• _DESCRIPTION OF THE TASK_
Provide the data again in its entirety, exactly as given.

Location labeling records
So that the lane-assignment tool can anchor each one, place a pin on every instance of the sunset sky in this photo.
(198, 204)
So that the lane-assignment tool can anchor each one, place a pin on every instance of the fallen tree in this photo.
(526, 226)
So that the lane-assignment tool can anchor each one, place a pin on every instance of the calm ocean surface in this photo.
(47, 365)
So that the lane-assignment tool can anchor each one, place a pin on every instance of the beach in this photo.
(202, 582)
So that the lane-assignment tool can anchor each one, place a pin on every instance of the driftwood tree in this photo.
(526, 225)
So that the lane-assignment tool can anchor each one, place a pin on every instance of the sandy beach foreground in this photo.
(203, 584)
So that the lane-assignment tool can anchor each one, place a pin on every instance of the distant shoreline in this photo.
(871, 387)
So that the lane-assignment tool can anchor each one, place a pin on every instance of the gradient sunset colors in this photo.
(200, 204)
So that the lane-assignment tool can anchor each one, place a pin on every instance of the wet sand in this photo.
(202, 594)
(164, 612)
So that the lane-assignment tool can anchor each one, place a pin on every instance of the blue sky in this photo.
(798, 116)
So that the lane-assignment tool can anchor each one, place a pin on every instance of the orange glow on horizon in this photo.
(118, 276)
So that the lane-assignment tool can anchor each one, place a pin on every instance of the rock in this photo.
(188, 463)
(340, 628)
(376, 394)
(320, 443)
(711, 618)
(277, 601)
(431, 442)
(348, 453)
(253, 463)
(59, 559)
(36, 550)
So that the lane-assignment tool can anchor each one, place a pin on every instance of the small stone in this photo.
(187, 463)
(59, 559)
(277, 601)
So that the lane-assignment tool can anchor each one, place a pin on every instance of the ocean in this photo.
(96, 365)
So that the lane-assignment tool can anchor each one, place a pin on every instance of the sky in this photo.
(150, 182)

• _CORRECT RESULT_
So that the lane-assignment tool can anchor each one, place a pin on every instance of the sunset sky in this photo.
(198, 204)
So that the lane-assignment tool can anchor each one, place a pin on every instance of the fallen tree in this photo.
(526, 226)
So that the lane-assignment tool can anchor each one, place a pin on every instance of the calm ocean surface in this photo.
(47, 365)
So that the lane-assignment tool can anchor each one, place a pin on every instance of the beach in this photo.
(202, 582)
So that the lane-assignment tool can anchor each one, place a pin on every instance of the driftwood tree in this photo.
(526, 225)
So that the lane-assignment tool can anchor each one, place a pin on every instance of the sandy beach foreground in this photo.
(203, 584)
So that the lane-assignment tool can anchor each one, place a pin on every instance of the distant shoreline in this photo.
(871, 387)
So that the lane-assignment tool can anchor each one, place a pin on every instance of the gradient sunset colors in this photo.
(200, 204)
So that the lane-assignment tool can anchor each one, place a pin on every instance of the wet sand in this photo.
(202, 594)
(164, 612)
So that the lane-assignment tool can anchor each one, place a pin on every instance of the blue sky in this photo.
(798, 116)
So that the lane-assignment tool can anchor each one, place a pin on every instance of the orange glow on horizon in this photo.
(118, 276)
So that the lane-assignment tool can anchor each one, place a pin on every instance of the rock in this photo.
(188, 463)
(340, 628)
(376, 394)
(320, 443)
(711, 618)
(277, 601)
(431, 442)
(348, 453)
(253, 463)
(59, 559)
(36, 550)
So that the lane-assignment tool can anchor each one, place a pin on every instance of the small stone in this photo.
(187, 463)
(59, 559)
(277, 601)
So that the lane-assignment tool can anchor each one, place a pin on every instance of the ocean in this photo.
(96, 365)
So that the lane-assignment tool can anchor each one, place a pin on every instance of the sky in this photo.
(150, 182)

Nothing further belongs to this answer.